**Aim:** Each entry below must be repeated word for word.

**Material for this exercise:**
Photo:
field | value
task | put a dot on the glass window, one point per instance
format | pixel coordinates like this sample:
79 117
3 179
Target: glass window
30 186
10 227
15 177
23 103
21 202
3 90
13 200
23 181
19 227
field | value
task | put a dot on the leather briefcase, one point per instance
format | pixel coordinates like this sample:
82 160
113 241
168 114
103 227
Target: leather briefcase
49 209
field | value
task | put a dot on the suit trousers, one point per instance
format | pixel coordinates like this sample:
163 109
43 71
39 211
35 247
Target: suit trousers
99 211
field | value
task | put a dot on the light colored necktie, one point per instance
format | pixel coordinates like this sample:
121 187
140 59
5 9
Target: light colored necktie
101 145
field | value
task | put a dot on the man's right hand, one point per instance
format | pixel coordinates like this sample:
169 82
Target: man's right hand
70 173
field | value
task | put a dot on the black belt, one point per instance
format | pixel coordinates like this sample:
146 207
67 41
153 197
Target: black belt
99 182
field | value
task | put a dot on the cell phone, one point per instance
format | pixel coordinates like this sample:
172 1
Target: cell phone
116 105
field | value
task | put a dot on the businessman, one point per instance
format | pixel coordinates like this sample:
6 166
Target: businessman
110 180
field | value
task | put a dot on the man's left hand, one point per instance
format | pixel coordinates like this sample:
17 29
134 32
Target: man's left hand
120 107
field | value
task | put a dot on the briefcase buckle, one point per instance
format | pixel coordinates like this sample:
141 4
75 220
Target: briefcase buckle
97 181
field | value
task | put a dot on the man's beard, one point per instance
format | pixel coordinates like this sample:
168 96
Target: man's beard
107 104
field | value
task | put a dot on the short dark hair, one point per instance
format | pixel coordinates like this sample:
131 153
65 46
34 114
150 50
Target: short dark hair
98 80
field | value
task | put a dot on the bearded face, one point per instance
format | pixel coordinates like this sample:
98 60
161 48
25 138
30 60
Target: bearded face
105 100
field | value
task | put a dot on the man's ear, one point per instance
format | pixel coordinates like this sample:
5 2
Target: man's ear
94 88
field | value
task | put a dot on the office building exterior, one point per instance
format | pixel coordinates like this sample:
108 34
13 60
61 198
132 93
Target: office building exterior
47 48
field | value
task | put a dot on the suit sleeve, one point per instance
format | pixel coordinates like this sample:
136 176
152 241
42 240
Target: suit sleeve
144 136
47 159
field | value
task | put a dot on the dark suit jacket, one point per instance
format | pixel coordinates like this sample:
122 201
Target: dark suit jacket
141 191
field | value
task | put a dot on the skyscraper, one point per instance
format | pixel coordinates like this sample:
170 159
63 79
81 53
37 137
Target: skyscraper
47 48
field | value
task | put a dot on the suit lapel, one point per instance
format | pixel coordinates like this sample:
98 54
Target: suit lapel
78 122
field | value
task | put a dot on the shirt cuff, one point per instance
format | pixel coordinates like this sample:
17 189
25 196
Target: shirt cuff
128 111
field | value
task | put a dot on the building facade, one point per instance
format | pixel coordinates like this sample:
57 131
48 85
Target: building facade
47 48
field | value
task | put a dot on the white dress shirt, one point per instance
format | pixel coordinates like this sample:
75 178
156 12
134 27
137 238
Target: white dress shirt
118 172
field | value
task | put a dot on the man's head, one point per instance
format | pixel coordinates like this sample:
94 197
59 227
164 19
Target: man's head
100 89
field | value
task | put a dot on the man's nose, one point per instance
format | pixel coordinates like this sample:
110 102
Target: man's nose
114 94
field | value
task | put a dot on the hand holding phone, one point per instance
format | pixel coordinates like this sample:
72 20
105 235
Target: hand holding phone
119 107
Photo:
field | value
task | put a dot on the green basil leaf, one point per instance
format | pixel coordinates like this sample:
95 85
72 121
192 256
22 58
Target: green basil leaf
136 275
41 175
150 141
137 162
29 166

**Solution to the exercise:**
Photo:
field | value
task | put a dot on the glass window, one point per instance
format | pixel coordinates like this sample:
79 117
3 179
Target: glass window
30 186
10 227
15 177
23 103
21 202
3 90
13 200
23 181
19 227
field | value
task | put a dot on the leather briefcase, one point per instance
format | pixel coordinates like this sample:
82 160
113 241
168 114
103 227
Target: leather briefcase
49 209
field | value
task | put a dot on the suit trousers, one point per instance
format | pixel coordinates like this sample:
163 109
43 71
39 211
35 247
Target: suit trousers
99 211
field | value
task | put a dot on the light colored necktie, one point per instance
format | pixel coordinates like this sample:
121 187
140 59
5 9
Target: light colored necktie
101 145
field | value
task | put a dot on the man's right hand, one point per instance
format | pixel coordinates like this sample:
169 82
Target: man's right hand
70 173
field | value
task | put a dot on the black belt, one point per instance
format | pixel coordinates like this sample:
146 207
67 41
153 197
Target: black belt
99 182
field | value
task | put a dot on the cell phone, one point per instance
format | pixel coordinates like this sample:
172 1
Target: cell phone
116 105
field | value
task | put a dot on the businessman, one point per instance
format | pixel coordinates like this sample:
6 166
Target: businessman
110 180
field | value
task | put a dot on the man's left hand, one point per instance
format | pixel coordinates like this sample:
17 29
134 32
Target: man's left hand
120 107
field | value
task | put a dot on the briefcase buckle, one point per instance
format | pixel coordinates like this sample:
141 4
75 220
Target: briefcase buckle
97 181
field | value
task | put a dot on the man's beard, one point per instance
format | pixel coordinates like this sample:
168 96
Target: man's beard
107 104
field | value
task | put a dot on the short dark hair, one point per instance
format | pixel coordinates like this sample:
131 153
65 46
34 114
150 50
Target: short dark hair
98 80
field | value
task | put a dot on the bearded face, one point per instance
format | pixel coordinates like this sample:
98 60
161 48
25 138
30 60
Target: bearded face
105 100
field | value
task | put a dot on the man's ear, one point per instance
format | pixel coordinates like this sample:
5 2
Target: man's ear
94 88
field | value
task | put a dot on the office building exterior, one point per instance
format | pixel coordinates like this sample:
108 34
13 60
61 198
132 93
Target: office building exterior
47 48
field | value
task | put a dot on the suit sleeve, one point per instance
format | pixel coordinates like this sample:
136 176
152 241
42 240
Target: suit sleeve
144 136
47 159
field | value
task | put a dot on the dark suit jacket, one point per instance
format | pixel coordinates like this sample:
122 201
Target: dark suit jacket
141 191
field | value
task | put a dot on the skyscraper, one point per instance
format | pixel coordinates like this sample:
170 159
63 79
81 53
37 137
Target: skyscraper
47 48
field | value
task | put a dot on the suit lapel, one point per instance
format | pixel coordinates like this sample:
98 54
Target: suit lapel
78 122
field | value
task | put a dot on the shirt cuff, one point per instance
format | pixel coordinates like this sample:
17 189
25 196
Target: shirt cuff
128 111
field | value
task | put a dot on the building facade, one point per instance
format | pixel coordinates like this sample:
57 131
48 85
Target: building facade
47 48
field | value
task | put a dot on the white dress shirt, one point per instance
format | pixel coordinates like this sample:
75 178
156 12
134 27
137 238
Target: white dress shirt
118 172
field | value
task | put a dot on the man's head, one point per instance
format | pixel coordinates like this sample:
94 197
59 227
164 19
Target: man's head
100 89
field | value
task | put a dot on the man's nose, one point per instance
format | pixel coordinates like this sample:
110 102
Target: man's nose
114 94
field | value
task | put a dot on the hand holding phone, one point per instance
format | pixel coordinates like this sample:
72 20
105 235
Target: hand holding phone
119 107
Photo:
field | value
task | put a dot on the green basil leaf, one point per instance
format | pixel coordinates like this sample:
95 85
72 121
192 256
22 58
Target: green basil leaf
136 275
41 175
150 141
137 162
29 166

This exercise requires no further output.